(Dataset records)
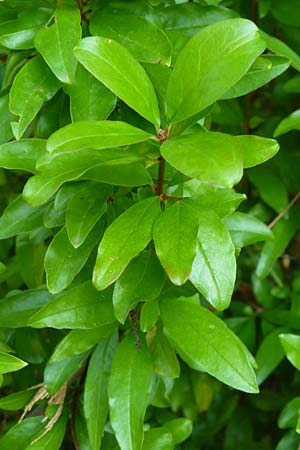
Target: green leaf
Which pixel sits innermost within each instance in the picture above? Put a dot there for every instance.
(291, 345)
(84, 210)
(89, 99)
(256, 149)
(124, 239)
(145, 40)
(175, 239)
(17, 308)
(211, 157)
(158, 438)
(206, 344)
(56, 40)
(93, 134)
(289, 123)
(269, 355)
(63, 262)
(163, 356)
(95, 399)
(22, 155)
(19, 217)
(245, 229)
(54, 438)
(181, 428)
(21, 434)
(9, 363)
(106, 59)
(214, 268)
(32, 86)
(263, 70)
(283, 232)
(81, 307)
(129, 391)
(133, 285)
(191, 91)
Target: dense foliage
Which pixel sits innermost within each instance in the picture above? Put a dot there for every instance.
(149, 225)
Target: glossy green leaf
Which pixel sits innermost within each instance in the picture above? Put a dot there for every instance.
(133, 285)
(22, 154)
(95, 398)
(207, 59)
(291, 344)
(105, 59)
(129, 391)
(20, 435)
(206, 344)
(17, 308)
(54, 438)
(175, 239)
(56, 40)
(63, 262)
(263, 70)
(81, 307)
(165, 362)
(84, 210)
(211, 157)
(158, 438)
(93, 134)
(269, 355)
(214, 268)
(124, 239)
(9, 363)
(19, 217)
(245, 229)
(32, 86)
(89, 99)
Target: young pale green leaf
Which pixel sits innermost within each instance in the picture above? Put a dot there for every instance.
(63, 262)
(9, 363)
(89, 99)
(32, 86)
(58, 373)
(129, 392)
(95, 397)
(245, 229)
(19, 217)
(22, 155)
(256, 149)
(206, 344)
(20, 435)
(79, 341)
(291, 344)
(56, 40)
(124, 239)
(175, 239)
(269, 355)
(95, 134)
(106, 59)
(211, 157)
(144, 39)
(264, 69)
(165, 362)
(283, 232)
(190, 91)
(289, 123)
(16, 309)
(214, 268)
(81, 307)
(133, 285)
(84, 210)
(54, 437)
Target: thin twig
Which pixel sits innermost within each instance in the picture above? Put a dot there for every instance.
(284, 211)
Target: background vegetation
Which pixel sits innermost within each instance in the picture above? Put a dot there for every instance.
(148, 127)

==

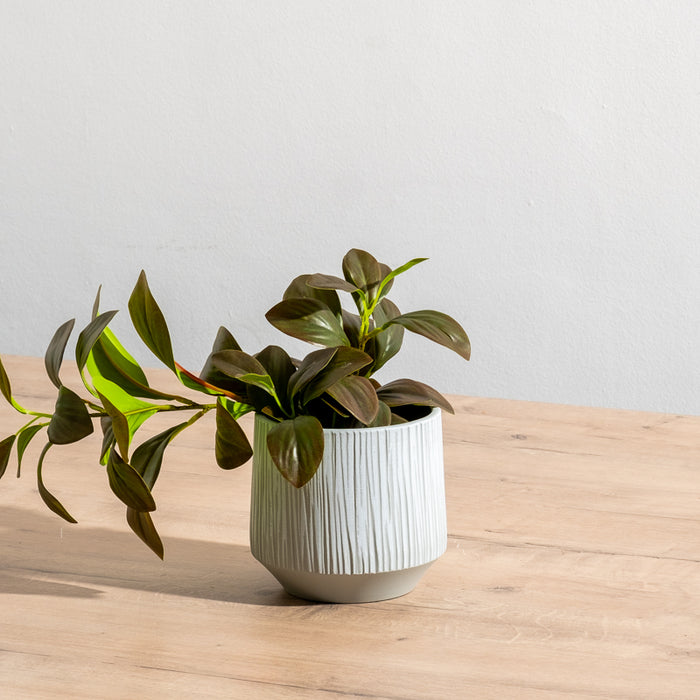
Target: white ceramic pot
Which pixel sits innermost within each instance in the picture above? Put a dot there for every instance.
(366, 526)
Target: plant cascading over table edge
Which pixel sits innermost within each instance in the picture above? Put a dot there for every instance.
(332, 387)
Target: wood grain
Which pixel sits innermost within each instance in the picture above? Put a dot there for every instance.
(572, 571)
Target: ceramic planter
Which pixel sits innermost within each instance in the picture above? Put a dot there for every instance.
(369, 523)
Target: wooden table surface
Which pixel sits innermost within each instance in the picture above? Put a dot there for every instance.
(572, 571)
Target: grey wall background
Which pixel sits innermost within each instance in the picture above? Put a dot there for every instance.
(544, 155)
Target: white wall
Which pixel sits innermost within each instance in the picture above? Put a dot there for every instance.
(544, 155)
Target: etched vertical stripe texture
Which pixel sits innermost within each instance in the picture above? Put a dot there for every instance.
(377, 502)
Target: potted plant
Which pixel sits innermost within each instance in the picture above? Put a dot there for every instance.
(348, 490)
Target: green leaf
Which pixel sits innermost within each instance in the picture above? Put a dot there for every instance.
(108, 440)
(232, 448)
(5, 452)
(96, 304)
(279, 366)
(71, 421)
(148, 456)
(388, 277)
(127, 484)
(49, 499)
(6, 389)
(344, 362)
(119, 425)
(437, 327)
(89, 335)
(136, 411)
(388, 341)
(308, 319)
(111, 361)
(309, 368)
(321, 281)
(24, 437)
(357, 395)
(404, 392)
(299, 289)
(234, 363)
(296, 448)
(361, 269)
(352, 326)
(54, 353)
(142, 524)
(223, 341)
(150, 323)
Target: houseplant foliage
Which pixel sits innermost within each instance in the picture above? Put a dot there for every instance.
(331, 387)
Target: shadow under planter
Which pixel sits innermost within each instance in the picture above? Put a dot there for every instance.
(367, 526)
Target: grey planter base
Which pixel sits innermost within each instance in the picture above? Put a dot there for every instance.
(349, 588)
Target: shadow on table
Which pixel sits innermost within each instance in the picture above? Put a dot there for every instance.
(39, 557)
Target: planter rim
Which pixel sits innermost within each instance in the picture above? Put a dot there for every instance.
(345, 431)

==

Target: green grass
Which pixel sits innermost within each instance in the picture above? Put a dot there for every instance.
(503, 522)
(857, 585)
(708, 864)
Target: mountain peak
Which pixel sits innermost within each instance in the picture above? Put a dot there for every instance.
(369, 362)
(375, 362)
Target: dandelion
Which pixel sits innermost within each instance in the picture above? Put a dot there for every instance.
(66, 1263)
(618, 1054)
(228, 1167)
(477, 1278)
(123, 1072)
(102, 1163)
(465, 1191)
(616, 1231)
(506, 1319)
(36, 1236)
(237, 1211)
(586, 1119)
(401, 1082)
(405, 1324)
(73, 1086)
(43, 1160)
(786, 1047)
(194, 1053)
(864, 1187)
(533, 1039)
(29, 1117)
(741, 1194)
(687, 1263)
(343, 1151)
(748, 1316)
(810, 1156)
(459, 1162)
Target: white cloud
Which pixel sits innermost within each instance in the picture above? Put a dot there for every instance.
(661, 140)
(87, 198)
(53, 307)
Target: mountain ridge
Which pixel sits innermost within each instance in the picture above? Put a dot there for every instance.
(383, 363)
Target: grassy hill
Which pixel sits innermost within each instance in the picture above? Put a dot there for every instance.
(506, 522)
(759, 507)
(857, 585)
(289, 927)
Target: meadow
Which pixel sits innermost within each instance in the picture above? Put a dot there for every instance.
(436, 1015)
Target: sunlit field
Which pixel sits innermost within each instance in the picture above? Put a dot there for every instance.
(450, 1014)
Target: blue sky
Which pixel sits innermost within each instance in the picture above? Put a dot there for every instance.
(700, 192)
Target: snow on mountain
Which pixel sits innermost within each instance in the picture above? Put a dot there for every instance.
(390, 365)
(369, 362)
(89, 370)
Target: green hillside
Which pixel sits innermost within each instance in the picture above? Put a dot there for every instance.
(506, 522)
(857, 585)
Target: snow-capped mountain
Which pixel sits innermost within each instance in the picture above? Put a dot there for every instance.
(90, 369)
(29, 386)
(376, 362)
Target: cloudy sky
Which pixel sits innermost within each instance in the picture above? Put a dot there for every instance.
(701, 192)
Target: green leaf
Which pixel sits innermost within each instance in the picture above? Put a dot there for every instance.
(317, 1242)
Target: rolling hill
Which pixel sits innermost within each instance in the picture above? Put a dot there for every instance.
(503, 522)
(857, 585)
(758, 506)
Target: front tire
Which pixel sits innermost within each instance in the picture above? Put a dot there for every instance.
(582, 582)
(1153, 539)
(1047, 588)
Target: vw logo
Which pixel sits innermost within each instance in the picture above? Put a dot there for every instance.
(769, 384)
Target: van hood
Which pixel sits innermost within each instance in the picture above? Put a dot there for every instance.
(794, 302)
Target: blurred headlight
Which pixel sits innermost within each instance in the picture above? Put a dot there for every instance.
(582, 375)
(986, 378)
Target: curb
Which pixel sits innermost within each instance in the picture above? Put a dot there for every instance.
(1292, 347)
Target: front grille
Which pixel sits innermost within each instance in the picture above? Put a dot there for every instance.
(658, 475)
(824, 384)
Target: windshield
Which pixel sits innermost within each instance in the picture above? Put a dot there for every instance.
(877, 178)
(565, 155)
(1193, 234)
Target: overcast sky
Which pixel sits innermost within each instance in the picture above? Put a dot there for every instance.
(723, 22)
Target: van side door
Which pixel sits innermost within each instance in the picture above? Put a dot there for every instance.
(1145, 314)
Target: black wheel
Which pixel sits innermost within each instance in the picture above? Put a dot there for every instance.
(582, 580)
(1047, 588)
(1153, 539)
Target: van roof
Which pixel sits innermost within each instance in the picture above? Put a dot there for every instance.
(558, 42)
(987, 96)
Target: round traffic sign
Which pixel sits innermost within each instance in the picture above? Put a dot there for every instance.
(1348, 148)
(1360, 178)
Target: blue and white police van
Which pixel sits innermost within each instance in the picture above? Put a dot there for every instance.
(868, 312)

- _Short problem_: From the entries above, copy out every line that includes the word "snow".

- _Complete output_:
Target: snow on mountain
Target: snow-capped mountain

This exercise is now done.